● **KURZE ÜBUNG 1**
Schreibe aus dem Briefwechsel zum iranischen Atomprogramm den Abschnitt wortgetreu ab, beginnend bei "Uns erreichte der" und endend bei "Medien täglich bombardieren.".

Ein Briefwechsel zum iranischen Atomprogramm

Uns erreichte der folgende Leserbrief, der sich auf die Erklärung der Redaktion der World Socialist Web Site mit dem Titel "Politische Hintergründe des Streits um das iranische Atomprogramm" bezieht.

Ich bin ein langjähriger Leser, der vollkommen und gänzlich hinter allem steht, was ihr vertretet. Dank Eurer Website kann ich wichtige aktuelle Ereignisse wesentlich besser begreifen und verstehen, wie die diesbezüglichen Interessen der internationalen Arbeiterklasse zu vertreten sind. Ich lese eure Website seit Januar 1998 (seit den Anfängen) und kann ohne sie nicht leben. Sie ist wahrlich die beste (und die einzig wirklich "progressive") Alternative überhaupt zu der bösartigen Mischung aus Sensationalismus, Trivialitäten, Bedeutungslosigkeiten und dreisten, verachtenswerten Lügen im Interesse der Finanzelite, mit denen uns die Medien täglich bombardieren.

In letzter Zeit hat es - wie immer - unzählige, nicht nur gute sondern wirklich großartige Artikel gegeben, aber ich möchte euch insbesondere für "Independent journalist who attacked Harold Pinter turns on World Socialist Web Site " danken. Eure prinzipielle Opposition gegen den von den USA angeführten NATO-Angriff auf Jugoslawien - eine Haltung, die auf einem ernsthaften Studium der Geschichte, wahrem Mitgefühl für unterdrückte Menschen und einem tiefen Verständnis der modernen marxistischen Theorie (d.h. dem Trotzkismus) basiert - führte mir glasklar vor Augen, welche grundlegenden Unterschiede zwischen der Position des Internationalen Komitees der Vierten Internationale einerseits und den unzähligen ignoranten kleinbürgerlichen Radikalen und Liberalen andererseits besteht, die diesen Akt imperialistischer Aggression unterstützt haben. Der (absichtlich?) blinde, moralisierende Liberale Hari argumentiert lahm, dass er gegen mindestens 70 Prozent dessen ist, was die Großmächte tun; aber wie ihr so richtig herausgestellt habt, unterstützt er diese in allen wichtigen Fällen - wenn sie in Übersee Kriege führen, um Ressourcen, neue Produktmärkte und billige (aber ausgebildete) Arbeitskräfte unter ihre Kontrolle zu bringen. Ihr verdient größte Anerkennung, weil ihr einen Krieg als das bezeichnet, was er ist - imperialistisch - und Pinter verteidigt, da er ebenfalls den Mut und die intellektuelle Integrität hat, dies zu tun. Danke.

● **BEREITGESTELLTES MATERIAL**
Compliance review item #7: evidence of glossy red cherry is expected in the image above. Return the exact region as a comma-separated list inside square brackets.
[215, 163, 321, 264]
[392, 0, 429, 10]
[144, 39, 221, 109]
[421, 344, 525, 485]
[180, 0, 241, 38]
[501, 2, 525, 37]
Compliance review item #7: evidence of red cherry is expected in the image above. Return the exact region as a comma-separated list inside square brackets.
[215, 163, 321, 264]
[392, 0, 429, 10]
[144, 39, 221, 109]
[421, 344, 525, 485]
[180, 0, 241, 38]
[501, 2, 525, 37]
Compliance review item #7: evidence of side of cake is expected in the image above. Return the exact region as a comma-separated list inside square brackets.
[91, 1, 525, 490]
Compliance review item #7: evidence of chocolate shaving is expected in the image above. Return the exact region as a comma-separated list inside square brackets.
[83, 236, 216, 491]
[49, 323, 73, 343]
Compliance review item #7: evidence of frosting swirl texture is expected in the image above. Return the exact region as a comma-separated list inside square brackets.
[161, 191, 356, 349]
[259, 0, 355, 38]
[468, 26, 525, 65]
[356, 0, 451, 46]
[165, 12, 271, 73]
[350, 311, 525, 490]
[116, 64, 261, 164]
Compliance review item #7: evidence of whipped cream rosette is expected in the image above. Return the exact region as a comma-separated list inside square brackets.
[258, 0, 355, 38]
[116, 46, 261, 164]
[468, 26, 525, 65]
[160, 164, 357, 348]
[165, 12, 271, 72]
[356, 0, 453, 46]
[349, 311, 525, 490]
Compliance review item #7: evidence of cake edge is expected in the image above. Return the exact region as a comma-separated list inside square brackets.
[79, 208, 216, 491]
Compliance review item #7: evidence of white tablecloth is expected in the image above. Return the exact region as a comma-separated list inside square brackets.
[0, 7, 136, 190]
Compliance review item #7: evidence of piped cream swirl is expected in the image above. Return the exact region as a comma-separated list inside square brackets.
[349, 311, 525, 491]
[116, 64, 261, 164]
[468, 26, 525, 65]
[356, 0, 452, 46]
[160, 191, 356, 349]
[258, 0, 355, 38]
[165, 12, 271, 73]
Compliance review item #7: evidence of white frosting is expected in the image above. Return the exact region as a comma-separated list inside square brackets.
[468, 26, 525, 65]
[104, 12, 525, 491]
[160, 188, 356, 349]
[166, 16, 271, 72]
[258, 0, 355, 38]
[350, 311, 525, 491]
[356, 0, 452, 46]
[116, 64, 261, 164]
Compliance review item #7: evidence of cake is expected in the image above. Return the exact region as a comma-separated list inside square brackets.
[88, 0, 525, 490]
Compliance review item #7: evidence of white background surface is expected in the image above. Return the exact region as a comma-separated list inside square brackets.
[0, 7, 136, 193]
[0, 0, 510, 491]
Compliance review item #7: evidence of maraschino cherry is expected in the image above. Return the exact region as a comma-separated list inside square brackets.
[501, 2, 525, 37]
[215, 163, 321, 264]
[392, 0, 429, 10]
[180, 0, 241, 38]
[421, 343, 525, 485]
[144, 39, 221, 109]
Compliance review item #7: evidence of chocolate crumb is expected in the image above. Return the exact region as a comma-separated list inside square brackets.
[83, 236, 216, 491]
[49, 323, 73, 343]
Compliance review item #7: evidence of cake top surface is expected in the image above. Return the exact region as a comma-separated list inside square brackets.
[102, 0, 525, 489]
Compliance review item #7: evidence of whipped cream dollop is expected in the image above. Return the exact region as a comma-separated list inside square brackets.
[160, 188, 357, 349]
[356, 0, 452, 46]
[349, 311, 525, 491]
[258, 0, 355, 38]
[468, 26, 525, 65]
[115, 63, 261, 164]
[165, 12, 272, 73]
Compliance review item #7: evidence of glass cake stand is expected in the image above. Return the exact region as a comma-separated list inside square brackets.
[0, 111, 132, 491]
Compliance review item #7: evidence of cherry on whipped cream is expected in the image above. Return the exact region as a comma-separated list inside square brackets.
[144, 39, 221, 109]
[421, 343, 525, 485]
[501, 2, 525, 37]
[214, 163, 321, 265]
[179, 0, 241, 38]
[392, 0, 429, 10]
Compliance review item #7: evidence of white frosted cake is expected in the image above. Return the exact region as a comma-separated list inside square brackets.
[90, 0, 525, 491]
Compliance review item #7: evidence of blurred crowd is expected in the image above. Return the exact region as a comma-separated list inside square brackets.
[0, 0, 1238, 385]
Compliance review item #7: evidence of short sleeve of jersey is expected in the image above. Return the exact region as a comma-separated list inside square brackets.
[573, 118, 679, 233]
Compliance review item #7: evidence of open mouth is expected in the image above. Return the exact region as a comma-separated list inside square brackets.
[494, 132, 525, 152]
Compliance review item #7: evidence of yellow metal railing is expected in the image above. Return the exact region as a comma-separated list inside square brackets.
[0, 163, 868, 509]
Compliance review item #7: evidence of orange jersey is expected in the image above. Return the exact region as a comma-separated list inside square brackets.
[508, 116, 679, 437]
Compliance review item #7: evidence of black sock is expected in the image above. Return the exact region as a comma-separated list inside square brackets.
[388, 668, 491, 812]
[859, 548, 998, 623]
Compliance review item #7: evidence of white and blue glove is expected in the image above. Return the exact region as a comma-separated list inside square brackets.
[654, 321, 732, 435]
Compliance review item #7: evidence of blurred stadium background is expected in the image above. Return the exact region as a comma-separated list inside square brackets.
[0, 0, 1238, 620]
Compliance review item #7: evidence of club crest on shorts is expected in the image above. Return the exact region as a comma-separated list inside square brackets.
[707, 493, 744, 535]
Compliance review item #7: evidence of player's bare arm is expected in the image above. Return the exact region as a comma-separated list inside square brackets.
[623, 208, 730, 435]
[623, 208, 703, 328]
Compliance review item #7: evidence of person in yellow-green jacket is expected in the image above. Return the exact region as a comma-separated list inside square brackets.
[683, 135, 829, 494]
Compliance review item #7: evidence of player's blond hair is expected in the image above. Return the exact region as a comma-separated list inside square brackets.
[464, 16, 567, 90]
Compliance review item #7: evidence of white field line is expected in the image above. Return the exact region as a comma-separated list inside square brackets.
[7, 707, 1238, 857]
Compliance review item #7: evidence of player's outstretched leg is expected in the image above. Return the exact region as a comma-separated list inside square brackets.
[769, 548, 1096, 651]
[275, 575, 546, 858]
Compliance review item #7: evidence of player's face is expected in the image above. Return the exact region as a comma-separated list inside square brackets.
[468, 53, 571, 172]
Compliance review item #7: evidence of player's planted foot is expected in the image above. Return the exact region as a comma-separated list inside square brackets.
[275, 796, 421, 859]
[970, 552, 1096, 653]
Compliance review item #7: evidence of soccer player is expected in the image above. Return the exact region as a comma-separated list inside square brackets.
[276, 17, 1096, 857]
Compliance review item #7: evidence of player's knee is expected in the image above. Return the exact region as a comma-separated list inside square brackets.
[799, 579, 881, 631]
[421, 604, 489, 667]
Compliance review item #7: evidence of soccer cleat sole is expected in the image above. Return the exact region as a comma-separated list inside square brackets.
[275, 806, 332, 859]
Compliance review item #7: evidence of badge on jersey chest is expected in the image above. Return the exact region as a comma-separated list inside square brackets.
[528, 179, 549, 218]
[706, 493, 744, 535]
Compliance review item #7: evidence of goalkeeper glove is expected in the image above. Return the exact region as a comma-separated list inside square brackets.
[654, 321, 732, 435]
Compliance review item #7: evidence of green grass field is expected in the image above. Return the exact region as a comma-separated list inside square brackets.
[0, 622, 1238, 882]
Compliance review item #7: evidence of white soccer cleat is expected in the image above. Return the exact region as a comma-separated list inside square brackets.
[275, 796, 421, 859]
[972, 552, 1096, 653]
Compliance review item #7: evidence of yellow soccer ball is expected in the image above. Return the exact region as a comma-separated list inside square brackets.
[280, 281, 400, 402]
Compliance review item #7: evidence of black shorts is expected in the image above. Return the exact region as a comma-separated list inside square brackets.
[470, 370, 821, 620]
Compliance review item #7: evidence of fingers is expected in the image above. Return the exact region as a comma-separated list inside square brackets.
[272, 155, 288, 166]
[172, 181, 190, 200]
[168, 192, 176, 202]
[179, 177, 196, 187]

● **KURZE ÜBUNG 2**
Tausche in den Einträgen, beginnend bei der Zeile mit "Compliance review item #7: evidence of white and" und endend bei der Zeile mit "[464, 16, 567, 90]", "yellow-green jacket" gegen "neon green jacket" aus. Gib nur diese Zeilen wieder und lass alles andere unverändert.

● **MUSTERLÖSUNG 1**
Uns erreichte der folgende Leserbrief, der sich auf die Erklärung der Redaktion der World Socialist Web Site mit dem Titel "Politische Hintergründe des Streits um das iranische Atomprogramm" bezieht.

Ich bin ein langjähriger Leser, der vollkommen und gänzlich hinter allem steht, was ihr vertretet. Dank Eurer Website kann ich wichtige aktuelle Ereignisse wesentlich besser begreifen und verstehen, wie die diesbezüglichen Interessen der internationalen Arbeiterklasse zu vertreten sind. Ich lese eure Website seit Januar 1998 (seit den Anfängen) und kann ohne sie nicht leben. Sie ist wahrlich die beste (und die einzig wirklich "progressive") Alternative überhaupt zu der bösartigen Mischung aus Sensationalismus, Trivialitäten, Bedeutungslosigkeiten und dreisten, verachtenswerten Lügen im Interesse der Finanzelite, mit denen uns die Medien täglich bombardieren.

● **MUSTERLÖSUNG 2**
Compliance review item #7: evidence of white and blue glove is expected in the image above. Return the exact region as a comma-separated list inside square brackets.
[654, 321, 732, 435]
Compliance review item #7: evidence of blurred stadium background is expected in the image above. Return the exact region as a comma-separated list inside square brackets.
[0, 0, 1238, 620]
Compliance review item #7: evidence of club crest on shorts is expected in the image above. Return the exact region as a comma-separated list inside square brackets.
[707, 493, 744, 535]
Compliance review item #7: evidence of player's bare arm is expected in the image above. Return the exact region as a comma-separated list inside square brackets.
[623, 208, 730, 435]
[623, 208, 703, 328]
Compliance review item #7: evidence of person in neon green jacket is expected in the image above. Return the exact region as a comma-separated list inside square brackets.
[683, 135, 829, 494]
Compliance review item #7: evidence of player's blond hair is expected in the image above. Return the exact region as a comma-separated list inside square brackets.
[464, 16, 567, 90]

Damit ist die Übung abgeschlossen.